## Texto mostrado

□ □ □ □ □ □ □

Más claro, vino. Tras pedir retirar la bandera del arcoíris del espacio público y afirmar que la unión homosexual no constituye una familia; tras defender las terapias para reconducir, reorientar y recuperar a la chavalería confusa; tras sostener que el Orgullo es una imposición ideológica y denunciar el apoyo institucional a una celebración privada; y tras exigir que, para evitar escándalos, esa minoría vociferante monte su fiesta en las afueras, sí, tras todo eso, Vox proclama que no es homófobo. Le ha faltado arremeter contra la Pantera Rosa, sea dibujo o manjar.

□ □ □ □ □ □ □

## Datos proporcionados
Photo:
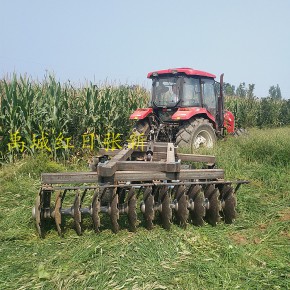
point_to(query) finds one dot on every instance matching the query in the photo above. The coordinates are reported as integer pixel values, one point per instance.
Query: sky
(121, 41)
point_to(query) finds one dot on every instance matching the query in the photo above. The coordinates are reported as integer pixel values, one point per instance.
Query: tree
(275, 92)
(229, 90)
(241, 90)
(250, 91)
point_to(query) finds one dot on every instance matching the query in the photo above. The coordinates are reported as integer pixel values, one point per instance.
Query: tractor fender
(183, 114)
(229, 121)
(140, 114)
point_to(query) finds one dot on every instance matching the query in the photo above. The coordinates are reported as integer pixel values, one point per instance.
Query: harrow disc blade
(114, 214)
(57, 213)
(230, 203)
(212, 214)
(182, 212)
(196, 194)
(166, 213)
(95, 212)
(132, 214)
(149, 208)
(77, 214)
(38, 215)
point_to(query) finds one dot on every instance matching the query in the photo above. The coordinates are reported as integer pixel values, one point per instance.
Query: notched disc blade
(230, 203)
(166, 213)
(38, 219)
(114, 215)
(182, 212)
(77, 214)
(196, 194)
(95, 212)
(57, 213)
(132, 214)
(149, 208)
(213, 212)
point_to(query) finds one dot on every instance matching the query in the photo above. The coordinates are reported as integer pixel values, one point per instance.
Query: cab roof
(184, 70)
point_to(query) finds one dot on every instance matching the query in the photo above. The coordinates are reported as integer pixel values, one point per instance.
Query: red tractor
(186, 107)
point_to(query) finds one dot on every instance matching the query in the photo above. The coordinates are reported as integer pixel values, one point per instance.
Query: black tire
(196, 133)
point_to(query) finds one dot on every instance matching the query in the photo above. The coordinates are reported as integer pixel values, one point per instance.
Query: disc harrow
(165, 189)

□ □ □ □ □ □ □

## Con la información
A - Transcribe del texto sobre Vox el fragmento que va de "Más claro, vino." a "dibujo o manjar.", ambos incluidos.
B - Enumera, en el orden en que aparecen en el texto sobre Vox, las acciones que se le atribuyen a Vox antes de que proclame que no es homófobo.

## Lista de respuestas
A -
Más claro, vino. Tras pedir retirar la bandera del arcoíris del espacio público y afirmar que la unión homosexual no constituye una familia; tras defender las terapias para reconducir, reorientar y recuperar a la chavalería confusa; tras sostener que el Orgullo es una imposición ideológica y denunciar el apoyo institucional a una celebración privada; y tras exigir que, para evitar escándalos, esa minoría vociferante monte su fiesta en las afueras, sí, tras todo eso, Vox proclama que no es homófobo. Le ha faltado arremeter contra la Pantera Rosa, sea dibujo o manjar.

B -
1. Pedir retirar la bandera del arcoíris del espacio público.
2. Afirmar que la unión homosexual no constituye una familia.
3. Defender las terapias para reconducir, reorientar y recuperar a la chavalería confusa.
4. Sostener que el Orgullo es una imposición ideológica.
5. Denunciar el apoyo institucional a una celebración privada.
6. Exigir que, para evitar escándalos, esa minoría vociferante monte su fiesta en las afueras.